Exercise aim
Repeat the listing below in full, exactly as it stands.

+++

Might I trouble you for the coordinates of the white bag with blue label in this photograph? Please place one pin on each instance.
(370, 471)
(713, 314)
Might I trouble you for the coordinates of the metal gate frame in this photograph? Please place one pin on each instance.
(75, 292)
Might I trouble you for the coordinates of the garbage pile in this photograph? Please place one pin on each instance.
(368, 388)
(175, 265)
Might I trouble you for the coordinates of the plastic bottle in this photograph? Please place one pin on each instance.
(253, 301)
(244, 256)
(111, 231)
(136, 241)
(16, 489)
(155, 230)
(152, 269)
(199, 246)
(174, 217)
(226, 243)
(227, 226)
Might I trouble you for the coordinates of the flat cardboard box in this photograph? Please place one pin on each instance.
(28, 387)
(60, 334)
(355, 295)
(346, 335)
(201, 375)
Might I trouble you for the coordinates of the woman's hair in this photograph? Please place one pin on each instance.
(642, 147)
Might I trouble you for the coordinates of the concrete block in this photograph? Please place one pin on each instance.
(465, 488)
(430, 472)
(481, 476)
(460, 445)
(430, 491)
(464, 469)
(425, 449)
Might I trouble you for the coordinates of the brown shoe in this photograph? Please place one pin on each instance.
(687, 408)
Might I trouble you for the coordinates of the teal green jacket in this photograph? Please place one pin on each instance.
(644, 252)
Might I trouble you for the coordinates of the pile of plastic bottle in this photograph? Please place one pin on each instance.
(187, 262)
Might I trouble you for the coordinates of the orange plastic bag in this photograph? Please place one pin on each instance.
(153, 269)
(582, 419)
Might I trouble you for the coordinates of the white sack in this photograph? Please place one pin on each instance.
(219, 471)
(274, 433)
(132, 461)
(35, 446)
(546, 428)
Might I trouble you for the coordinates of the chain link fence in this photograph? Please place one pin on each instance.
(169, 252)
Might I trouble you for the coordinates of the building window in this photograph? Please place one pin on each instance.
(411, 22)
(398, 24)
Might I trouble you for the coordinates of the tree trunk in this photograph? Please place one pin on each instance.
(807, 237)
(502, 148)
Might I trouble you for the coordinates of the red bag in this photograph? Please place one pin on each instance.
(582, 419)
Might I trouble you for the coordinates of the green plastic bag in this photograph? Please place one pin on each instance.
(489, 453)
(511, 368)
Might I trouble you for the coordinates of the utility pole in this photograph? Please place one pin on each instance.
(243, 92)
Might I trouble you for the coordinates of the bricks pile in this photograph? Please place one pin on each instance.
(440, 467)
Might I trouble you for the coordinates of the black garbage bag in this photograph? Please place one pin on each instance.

+++

Problem solution
Might I trouble you for the coordinates of the white bag with blue label in this photograph? Please place one pin on each instance.
(370, 471)
(713, 314)
Might I trouble you for the coordinates of the metal gate frame in this photograph? Please place one pin on each instance.
(75, 292)
Might I trouble you for the coordinates of the garbage pile in this photograph? Please place one pin on each instance.
(368, 388)
(175, 265)
Might I trouble you for the coordinates of the plastic bottle in this photograph? Please place one pin on each instance.
(253, 301)
(244, 256)
(111, 231)
(136, 241)
(16, 489)
(155, 230)
(152, 269)
(199, 246)
(174, 217)
(226, 243)
(227, 226)
Might I trouble you for the coordinates of the flat cardboard box in this photograph? Please place one pin on each instance.
(28, 387)
(60, 334)
(355, 295)
(346, 335)
(201, 375)
Might I trouble you for the coordinates of the woman's hair in this photograph? Please place one pin on each instance.
(642, 147)
Might I trouble you for the coordinates of the concrete block in this photograph? Please place one pin on each instance.
(465, 488)
(430, 472)
(481, 476)
(460, 445)
(430, 491)
(464, 469)
(425, 449)
Might I trouble you for the coordinates of the brown shoe in this photograph? Please place one pin on each instance.
(687, 408)
Might I trouble you for the coordinates of the teal green jacket in this photograph? Please place one pin on each instance.
(644, 252)
Might I trouble you for the coordinates of the pile of plastic bottle in this photograph? Please place one pin on each instance.
(187, 262)
Might I trouble you for the coordinates of the orange plastic bag in this photograph? Please place one pin on each instance.
(153, 269)
(582, 419)
Might I trouble you for the coordinates of the white sack in this photograph? Please place one pin on each instance.
(219, 471)
(274, 433)
(132, 461)
(35, 446)
(546, 428)
Might I trouble you for the coordinates of the chain link fence in this photograph? Please place one pin on each instance.
(169, 252)
Might I trouble you for the coordinates of the building window in this photograph? Please place one pin on each instance.
(411, 22)
(398, 24)
Might I trouble you for the coordinates of the tree trunk in this photograph? Please place one pin on each instance.
(807, 237)
(502, 148)
Might I trouble you for the coordinates of the red bag in this photograph? Please place one pin on each instance.
(582, 419)
Might I trouble you for the coordinates of the green plastic bag in this photograph? Please place one pin on each instance.
(489, 453)
(511, 368)
Might I trouble you for the coordinates of the utility pole in this photograph? Please place one pin on each instance.
(243, 92)
Might I trouble you for the coordinates of the bricks pile in this photograph? Please place one pin on each instance.
(440, 467)
Might I trouble you for the coordinates of the black garbage bag in this photograph? Please place one pin on each instance.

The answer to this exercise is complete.